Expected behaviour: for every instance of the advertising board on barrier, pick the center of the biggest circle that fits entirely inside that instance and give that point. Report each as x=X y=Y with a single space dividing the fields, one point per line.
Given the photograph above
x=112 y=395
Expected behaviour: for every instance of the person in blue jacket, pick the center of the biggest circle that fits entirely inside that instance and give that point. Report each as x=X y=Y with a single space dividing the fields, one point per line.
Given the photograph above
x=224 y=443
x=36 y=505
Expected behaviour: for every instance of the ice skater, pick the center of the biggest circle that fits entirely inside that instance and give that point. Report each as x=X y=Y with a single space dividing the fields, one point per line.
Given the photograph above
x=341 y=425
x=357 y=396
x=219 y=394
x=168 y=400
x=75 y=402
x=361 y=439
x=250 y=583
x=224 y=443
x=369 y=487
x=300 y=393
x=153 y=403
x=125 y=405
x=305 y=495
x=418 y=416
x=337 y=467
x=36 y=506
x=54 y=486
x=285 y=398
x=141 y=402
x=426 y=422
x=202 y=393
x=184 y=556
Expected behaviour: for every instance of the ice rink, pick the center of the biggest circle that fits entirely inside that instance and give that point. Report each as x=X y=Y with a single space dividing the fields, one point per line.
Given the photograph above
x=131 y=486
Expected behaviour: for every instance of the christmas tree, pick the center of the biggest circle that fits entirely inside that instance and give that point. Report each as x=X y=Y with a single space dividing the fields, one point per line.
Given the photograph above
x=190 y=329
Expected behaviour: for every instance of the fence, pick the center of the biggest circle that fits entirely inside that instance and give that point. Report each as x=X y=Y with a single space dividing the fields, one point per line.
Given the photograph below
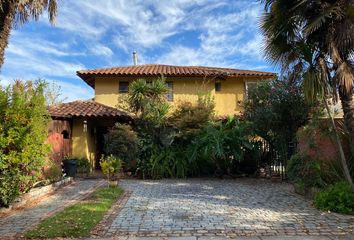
x=272 y=161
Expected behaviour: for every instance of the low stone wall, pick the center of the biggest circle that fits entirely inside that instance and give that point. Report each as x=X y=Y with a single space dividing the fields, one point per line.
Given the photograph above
x=35 y=194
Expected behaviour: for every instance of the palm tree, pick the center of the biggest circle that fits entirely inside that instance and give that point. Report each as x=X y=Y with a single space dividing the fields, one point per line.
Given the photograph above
x=14 y=12
x=315 y=38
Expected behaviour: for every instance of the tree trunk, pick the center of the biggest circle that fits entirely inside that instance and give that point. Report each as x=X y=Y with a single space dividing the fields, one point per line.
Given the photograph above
x=347 y=101
x=7 y=13
x=340 y=147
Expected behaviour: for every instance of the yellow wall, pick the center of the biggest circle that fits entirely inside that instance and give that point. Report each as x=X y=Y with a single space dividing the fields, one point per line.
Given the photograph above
x=83 y=143
x=227 y=102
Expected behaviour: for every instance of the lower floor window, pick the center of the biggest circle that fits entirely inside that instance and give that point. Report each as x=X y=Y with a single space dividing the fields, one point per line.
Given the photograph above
x=169 y=94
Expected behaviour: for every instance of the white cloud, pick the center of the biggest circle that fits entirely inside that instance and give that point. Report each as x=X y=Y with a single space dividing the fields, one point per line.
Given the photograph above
x=91 y=33
x=101 y=50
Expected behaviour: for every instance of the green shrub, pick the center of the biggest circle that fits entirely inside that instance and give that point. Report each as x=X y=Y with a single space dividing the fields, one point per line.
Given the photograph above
x=83 y=165
x=224 y=144
x=167 y=162
x=23 y=124
x=54 y=171
x=312 y=172
x=110 y=166
x=338 y=198
x=122 y=141
x=188 y=119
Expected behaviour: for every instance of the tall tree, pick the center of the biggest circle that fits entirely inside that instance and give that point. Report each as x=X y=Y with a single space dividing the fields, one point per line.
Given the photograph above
x=315 y=38
x=18 y=12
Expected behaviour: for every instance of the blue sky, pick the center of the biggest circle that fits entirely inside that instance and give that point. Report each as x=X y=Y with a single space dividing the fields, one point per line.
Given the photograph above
x=93 y=34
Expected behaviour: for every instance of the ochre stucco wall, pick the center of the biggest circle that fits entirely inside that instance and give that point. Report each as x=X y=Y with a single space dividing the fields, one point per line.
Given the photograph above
x=227 y=102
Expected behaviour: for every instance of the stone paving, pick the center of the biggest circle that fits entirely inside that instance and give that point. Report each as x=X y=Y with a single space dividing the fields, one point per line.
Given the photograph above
x=198 y=208
x=21 y=220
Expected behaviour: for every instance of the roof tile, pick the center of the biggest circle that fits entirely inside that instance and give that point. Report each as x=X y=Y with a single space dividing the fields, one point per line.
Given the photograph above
x=168 y=70
x=85 y=109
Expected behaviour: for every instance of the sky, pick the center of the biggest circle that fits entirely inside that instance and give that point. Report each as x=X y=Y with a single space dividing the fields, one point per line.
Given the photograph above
x=92 y=34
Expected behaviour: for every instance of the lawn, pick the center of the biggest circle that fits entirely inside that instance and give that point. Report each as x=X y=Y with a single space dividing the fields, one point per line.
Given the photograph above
x=79 y=219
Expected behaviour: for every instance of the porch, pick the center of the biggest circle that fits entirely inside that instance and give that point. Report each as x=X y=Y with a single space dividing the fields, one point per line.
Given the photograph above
x=77 y=129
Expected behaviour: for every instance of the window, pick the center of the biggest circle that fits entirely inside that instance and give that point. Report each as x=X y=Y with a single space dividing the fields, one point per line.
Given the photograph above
x=250 y=86
x=217 y=86
x=123 y=87
x=169 y=94
x=65 y=134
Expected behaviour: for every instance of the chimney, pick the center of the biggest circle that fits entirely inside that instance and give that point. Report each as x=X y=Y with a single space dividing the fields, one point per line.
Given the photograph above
x=135 y=58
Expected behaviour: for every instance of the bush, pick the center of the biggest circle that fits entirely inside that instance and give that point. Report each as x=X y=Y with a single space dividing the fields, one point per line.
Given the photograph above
x=168 y=163
x=303 y=169
x=83 y=165
x=223 y=144
x=23 y=124
x=122 y=141
x=110 y=166
x=338 y=198
x=53 y=172
x=188 y=119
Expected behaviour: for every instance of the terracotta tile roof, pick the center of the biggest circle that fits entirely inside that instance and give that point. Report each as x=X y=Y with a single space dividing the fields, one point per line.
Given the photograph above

* ABOUT THIS EXERCISE: Output the listing above in full, exactly. No images.

* RESULT OF THIS EXERCISE:
Expected behaviour: for every instance of the advertising board on barrier, pick the center of the biggest circle that fits entirely inside that instance and give that point. Report each as x=X y=Y with a single space dividing the fields, one point per line.
Given the photograph above
x=112 y=395
Expected behaviour: for every instance of the person in blue jacket, pick the center of the biggest circle that fits entirely inside that instance and give that point. Report each as x=X y=Y with a single space dividing the fields, one point per line.
Given the photograph above
x=224 y=443
x=36 y=505
Expected behaviour: for every instance of the ice skater, pick the center of the biggest circle that fits entirely inside that instance and give that point. Report each as x=X y=Y with a single space dividing the fields, one point per line.
Given the photograph above
x=341 y=425
x=357 y=396
x=219 y=394
x=168 y=400
x=75 y=402
x=361 y=439
x=250 y=583
x=224 y=443
x=369 y=487
x=300 y=393
x=153 y=403
x=125 y=405
x=305 y=495
x=418 y=416
x=337 y=467
x=36 y=506
x=54 y=486
x=285 y=398
x=141 y=402
x=426 y=422
x=202 y=393
x=184 y=556
Expected behaviour: for every instance of the ice rink, pick the center of the biggest circle that fits entirely inside that instance and give that point. Report each as x=X y=Y with a single space dividing the fields, one point per line.
Given the photograph above
x=131 y=486
Expected behaviour: for every instance of the christmas tree, pick the center of the biggest circle that fits entirely inside that instance and give that point. Report each as x=X y=Y with a single space dividing the fields, one point per line.
Given the photograph above
x=190 y=329
Expected behaviour: for every instance of the fence, pick the center of the biggest circle that fits entirely inside that instance and give that point. Report each as x=X y=Y with a single space dividing the fields, one point per line.
Given the photograph below
x=272 y=161
Expected behaviour: for every instance of the low stone wall, pick the center of the biggest circle that fits entirely inside that instance and give that point. Report each as x=X y=Y with a single space dividing the fields, one point per line.
Given the photograph above
x=35 y=194
Expected behaviour: for every instance of the palm tree, pick the center of the biggest circle that fits entirely inside that instance and give that point. Report each as x=X y=Y with a single space dividing the fields, one point per line.
Given the photograph above
x=14 y=12
x=315 y=38
Expected behaviour: for every instance of the tree trunk, pick the center of the biggest circle that fits entirely inside that instance and give that point. Report each as x=X y=Y with a single space dividing the fields, one point per line.
Given the photograph above
x=347 y=101
x=7 y=13
x=340 y=147
Expected behaviour: for every instance of the yellow wall, pick the center of the biggest circle that fits entirely inside that instance and give that point. Report each as x=X y=Y with a single space dividing the fields, one point per line.
Given the photograph above
x=83 y=143
x=227 y=102
Expected behaviour: for every instance of the lower floor window, pick the center of the biggest circle that fits entirely inside that instance and give that point. Report each as x=X y=Y with a single space dividing the fields, one point per line.
Given the photograph above
x=169 y=94
Expected behaviour: for every instance of the white cloud, pick the center of the biggest circle that fits entirely inside that instance and give that point. Report each as x=X y=Y with a single space dividing the fields, one point per line.
Given the photograph above
x=91 y=33
x=101 y=50
Expected behaviour: for every instance of the green shrub, pick the center of the biggest circle that fits entirely inside that instance and give that point. Report each as x=X y=Y with a single space dividing the fields, one point per line.
Given the photograph above
x=83 y=165
x=224 y=144
x=167 y=162
x=23 y=124
x=54 y=171
x=312 y=172
x=110 y=166
x=338 y=198
x=122 y=141
x=188 y=119
Expected behaviour: for every instance of the tall tree, pick the center of the biggest circle that fits entirely inside that instance and give that point. Report each as x=X y=Y with a single space dividing the fields, one point per line.
Given the photograph above
x=315 y=38
x=18 y=12
Expected behaviour: for every instance of the blue sky, pick the center of the biggest circle that fits entirely inside that instance and give that point. Report each as x=X y=Y with a single space dividing the fields, one point per line.
Given the photograph above
x=93 y=34
Expected behaviour: for every instance of the ochre stucco wall, pick the center of the biggest circle that fits entirely inside that instance and give that point. Report each as x=X y=Y with a single space dividing the fields, one point per line.
Given the photograph above
x=227 y=102
Expected behaviour: for every instance of the stone paving, pick the center of the biggest circle that fits entirely inside that instance and give that point. Report each as x=X y=Y with a single space dividing the fields, one point per line.
Given the photograph above
x=198 y=208
x=21 y=220
Expected behaviour: for every instance of the roof tile, pick the center of the biggest circle that fits entirely inside that instance and give that point. Report each as x=X y=Y with a single space dividing the fields, one point per line.
Given the photograph above
x=168 y=70
x=85 y=109
Expected behaviour: for every instance of the sky, pick the center of the biggest circle that fits entirely inside that instance and give that point. Report each as x=X y=Y with a single space dividing the fields, one point per line.
Given the photograph above
x=92 y=34
Expected behaviour: for every instance of the lawn, pick the center of the biggest circle that fits entirely inside that instance and give that point. Report each as x=X y=Y with a single space dividing the fields, one point per line.
Given the photograph above
x=79 y=219
Expected behaviour: for every instance of the porch, pick the center of the biggest circle that fits entirely inside that instance and give that point. Report each as x=X y=Y with a single space dividing the fields, one point per line.
Given the photograph above
x=77 y=129
Expected behaviour: for every instance of the window, pick the center of the biggest circle that fits entirely inside that instance and give that point. Report each as x=X y=Y with a single space dividing the fields, one point per line.
Given the photograph above
x=250 y=86
x=217 y=86
x=123 y=87
x=169 y=94
x=65 y=134
Expected behaviour: for every instance of the chimney, pick the center of the biggest circle that fits entirely inside that instance and give that point. Report each as x=X y=Y with a single space dividing the fields, one point per line.
Given the photograph above
x=135 y=58
Expected behaviour: for every instance of the bush, pick the center of the biggest circle that fits entirely inside that instance and give that point. Report each as x=X y=Y with a single space dividing the fields, one point per line.
Given the photograph above
x=168 y=163
x=303 y=169
x=83 y=165
x=223 y=144
x=23 y=124
x=122 y=141
x=110 y=166
x=338 y=198
x=53 y=172
x=188 y=119
Expected behaviour: for every instance of the terracotta tile roof, pick the center of the biggest circle that fits entirely inside that instance and give that point. Report each as x=X y=Y with a single space dividing the fields, one point per line.
Given the photograph above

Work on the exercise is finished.